(Stored records)
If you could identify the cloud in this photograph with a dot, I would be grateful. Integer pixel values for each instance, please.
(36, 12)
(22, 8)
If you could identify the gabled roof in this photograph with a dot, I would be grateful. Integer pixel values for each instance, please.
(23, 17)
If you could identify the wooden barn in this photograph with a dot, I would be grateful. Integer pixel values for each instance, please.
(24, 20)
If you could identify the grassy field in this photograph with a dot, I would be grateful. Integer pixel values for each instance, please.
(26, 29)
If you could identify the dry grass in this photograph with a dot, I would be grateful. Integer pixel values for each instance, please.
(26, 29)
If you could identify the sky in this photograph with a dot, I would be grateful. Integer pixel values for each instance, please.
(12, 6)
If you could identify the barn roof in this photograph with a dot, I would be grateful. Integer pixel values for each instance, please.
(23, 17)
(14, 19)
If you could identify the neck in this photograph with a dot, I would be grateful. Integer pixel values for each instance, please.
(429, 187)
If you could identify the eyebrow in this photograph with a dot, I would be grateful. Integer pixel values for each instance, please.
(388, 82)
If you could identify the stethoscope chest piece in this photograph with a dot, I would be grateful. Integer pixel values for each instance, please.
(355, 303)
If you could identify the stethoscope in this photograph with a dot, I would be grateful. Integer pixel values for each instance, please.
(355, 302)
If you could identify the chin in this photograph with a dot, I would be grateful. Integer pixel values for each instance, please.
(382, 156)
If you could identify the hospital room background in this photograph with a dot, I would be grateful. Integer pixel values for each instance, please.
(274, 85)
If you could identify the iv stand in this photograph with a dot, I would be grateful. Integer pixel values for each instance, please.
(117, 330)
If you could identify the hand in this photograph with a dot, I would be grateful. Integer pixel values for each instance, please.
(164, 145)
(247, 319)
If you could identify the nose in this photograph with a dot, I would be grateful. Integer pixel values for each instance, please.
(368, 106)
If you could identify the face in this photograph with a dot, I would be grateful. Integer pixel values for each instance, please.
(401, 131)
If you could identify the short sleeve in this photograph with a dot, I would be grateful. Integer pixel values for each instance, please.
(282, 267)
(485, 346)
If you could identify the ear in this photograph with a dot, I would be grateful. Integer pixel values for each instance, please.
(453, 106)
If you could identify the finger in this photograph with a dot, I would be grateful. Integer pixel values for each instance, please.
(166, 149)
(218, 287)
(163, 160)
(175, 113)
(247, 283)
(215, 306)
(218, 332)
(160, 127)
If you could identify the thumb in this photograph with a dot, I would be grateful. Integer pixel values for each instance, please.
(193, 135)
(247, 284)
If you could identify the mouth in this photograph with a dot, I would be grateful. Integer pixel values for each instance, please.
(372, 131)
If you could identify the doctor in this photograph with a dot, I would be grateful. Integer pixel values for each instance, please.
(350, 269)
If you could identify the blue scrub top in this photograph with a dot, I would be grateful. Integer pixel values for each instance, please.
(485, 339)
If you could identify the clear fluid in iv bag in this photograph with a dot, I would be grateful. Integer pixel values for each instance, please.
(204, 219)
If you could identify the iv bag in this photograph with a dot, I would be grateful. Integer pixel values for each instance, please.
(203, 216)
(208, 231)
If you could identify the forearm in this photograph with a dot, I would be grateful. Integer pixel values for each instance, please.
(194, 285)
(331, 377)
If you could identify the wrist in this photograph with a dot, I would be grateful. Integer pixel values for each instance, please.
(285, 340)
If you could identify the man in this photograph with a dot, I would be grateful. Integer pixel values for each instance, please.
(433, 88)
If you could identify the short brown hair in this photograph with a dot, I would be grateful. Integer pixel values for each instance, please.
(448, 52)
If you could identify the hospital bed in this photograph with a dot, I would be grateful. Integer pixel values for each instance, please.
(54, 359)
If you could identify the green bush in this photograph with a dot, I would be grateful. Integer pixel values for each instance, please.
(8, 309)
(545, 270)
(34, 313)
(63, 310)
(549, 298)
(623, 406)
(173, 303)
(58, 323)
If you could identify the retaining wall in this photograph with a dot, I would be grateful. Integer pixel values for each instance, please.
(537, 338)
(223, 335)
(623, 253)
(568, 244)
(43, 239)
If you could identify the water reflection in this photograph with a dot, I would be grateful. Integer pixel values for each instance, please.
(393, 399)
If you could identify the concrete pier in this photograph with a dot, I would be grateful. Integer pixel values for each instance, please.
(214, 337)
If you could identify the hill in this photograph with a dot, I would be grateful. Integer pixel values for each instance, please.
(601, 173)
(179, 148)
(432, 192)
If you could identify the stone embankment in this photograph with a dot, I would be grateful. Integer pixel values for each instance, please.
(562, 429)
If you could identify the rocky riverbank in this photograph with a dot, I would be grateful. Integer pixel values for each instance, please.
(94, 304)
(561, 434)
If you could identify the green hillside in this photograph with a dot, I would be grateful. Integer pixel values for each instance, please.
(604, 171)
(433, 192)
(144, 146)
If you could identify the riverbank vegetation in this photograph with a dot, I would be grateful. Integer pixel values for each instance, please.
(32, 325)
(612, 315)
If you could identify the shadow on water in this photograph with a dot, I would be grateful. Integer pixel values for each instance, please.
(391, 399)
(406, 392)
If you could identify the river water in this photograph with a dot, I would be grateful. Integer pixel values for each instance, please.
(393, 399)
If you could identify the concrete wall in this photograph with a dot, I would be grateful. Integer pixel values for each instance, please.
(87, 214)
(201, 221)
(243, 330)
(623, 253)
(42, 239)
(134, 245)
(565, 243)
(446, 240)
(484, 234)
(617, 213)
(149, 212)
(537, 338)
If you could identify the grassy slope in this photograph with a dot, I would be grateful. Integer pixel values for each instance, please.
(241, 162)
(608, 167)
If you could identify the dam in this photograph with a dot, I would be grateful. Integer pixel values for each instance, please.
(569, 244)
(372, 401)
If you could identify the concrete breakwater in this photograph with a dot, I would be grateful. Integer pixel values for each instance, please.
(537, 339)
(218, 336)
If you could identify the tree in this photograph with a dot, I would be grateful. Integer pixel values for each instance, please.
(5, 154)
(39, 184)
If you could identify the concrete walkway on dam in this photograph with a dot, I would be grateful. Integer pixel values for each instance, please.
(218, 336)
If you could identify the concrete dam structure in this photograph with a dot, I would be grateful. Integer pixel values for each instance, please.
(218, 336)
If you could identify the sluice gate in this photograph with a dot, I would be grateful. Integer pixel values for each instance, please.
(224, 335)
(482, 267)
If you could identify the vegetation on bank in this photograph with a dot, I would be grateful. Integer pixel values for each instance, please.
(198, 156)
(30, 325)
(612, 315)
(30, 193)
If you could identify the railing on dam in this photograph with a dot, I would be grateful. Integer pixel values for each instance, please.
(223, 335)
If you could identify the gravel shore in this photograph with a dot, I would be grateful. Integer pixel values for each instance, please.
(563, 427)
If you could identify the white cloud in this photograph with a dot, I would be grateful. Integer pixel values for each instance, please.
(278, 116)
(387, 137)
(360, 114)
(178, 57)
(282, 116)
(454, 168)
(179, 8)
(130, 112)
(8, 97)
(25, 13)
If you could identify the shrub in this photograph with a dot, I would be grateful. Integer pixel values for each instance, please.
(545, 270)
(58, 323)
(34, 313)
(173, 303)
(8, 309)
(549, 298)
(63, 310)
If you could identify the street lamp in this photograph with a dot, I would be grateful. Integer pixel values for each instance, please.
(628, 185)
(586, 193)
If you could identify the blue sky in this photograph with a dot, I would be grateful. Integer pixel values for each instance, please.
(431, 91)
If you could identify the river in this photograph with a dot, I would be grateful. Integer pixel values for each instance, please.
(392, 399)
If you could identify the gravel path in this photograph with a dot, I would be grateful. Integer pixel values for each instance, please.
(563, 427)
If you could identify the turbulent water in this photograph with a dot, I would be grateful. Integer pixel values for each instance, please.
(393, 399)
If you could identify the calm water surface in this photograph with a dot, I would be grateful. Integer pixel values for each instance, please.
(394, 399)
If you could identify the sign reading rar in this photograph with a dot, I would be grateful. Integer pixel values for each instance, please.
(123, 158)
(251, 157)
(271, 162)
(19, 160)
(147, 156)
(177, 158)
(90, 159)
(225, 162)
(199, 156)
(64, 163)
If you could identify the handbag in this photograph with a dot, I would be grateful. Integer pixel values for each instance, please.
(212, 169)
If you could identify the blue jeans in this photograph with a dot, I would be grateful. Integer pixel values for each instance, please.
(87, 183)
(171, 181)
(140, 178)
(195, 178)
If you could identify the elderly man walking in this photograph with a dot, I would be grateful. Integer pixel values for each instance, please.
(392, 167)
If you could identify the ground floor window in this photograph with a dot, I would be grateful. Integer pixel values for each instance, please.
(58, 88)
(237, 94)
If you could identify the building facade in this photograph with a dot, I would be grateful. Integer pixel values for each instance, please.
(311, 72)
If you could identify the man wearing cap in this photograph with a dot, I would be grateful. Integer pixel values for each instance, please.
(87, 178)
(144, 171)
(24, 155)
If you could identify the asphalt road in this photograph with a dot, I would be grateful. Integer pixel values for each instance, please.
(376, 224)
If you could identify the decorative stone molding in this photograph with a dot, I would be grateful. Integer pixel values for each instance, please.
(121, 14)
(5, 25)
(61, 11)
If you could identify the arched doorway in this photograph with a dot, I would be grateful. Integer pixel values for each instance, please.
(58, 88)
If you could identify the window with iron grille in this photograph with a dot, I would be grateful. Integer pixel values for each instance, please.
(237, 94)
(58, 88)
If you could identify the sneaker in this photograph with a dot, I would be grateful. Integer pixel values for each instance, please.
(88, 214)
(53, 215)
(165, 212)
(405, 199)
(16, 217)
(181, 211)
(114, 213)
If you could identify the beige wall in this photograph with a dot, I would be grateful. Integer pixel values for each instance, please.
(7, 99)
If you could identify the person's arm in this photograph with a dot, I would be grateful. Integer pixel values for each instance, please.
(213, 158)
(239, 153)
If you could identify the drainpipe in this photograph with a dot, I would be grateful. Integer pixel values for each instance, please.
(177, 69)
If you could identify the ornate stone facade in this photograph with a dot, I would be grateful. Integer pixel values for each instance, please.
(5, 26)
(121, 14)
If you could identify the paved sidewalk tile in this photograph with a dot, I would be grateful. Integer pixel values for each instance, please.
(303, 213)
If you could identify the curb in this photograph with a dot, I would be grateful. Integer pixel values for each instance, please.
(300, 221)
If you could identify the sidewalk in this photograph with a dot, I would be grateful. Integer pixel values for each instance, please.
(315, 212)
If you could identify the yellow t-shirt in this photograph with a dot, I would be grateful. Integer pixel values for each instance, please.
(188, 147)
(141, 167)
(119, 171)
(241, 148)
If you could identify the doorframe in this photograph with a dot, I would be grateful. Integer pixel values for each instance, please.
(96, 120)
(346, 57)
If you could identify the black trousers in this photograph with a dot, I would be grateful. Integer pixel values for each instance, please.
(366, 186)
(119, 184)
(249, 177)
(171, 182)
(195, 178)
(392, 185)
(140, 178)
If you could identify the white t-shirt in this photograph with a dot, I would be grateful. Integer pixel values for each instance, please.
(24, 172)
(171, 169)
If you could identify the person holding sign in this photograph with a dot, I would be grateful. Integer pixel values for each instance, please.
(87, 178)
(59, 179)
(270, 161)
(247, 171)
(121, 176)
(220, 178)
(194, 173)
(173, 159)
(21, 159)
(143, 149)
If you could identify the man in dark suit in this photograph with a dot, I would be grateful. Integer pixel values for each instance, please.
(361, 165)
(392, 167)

• **Stated problem**: Write out, word for word, every line from the one containing "If you could identify the curb" through the last line of the records above.

• **Problem solution**:
If you could identify the curb in this photograph with a dot, I would be grateful. Integer pixel values for each instance, please.
(300, 221)
If you could identify the sidewalk in this photograph with a dot, I would be grateful. Integer pixel values for each instance, please.
(315, 212)
If you could identify the yellow t-shirt in this photograph with a dot, I would be grateful. Integer pixel values for each instance, please.
(188, 147)
(141, 167)
(119, 171)
(241, 148)
If you could identify the doorframe in this photograph with a dot, I would be grateful. Integer pixel values for each instance, please.
(96, 120)
(346, 57)
If you could identify the black trousers in this photograph with a dot, I would be grateful. Integer pixel values for each instance, please.
(366, 186)
(119, 184)
(249, 177)
(171, 182)
(195, 178)
(392, 185)
(140, 178)
If you could identify the white t-shirt in this photograph with a dot, I would be grateful. Integer pixel values for each instance, please.
(24, 172)
(171, 169)
If you could identify the person holding sign in this photograph with a dot, I would be grateful. Integer pixel values for each instance, please.
(87, 178)
(59, 179)
(270, 161)
(247, 171)
(121, 176)
(220, 178)
(194, 173)
(173, 159)
(21, 159)
(143, 149)
If you could identify the man in dark suit in this photograph with a dot, I would be grateful. Integer pixel values for each instance, please.
(361, 165)
(392, 167)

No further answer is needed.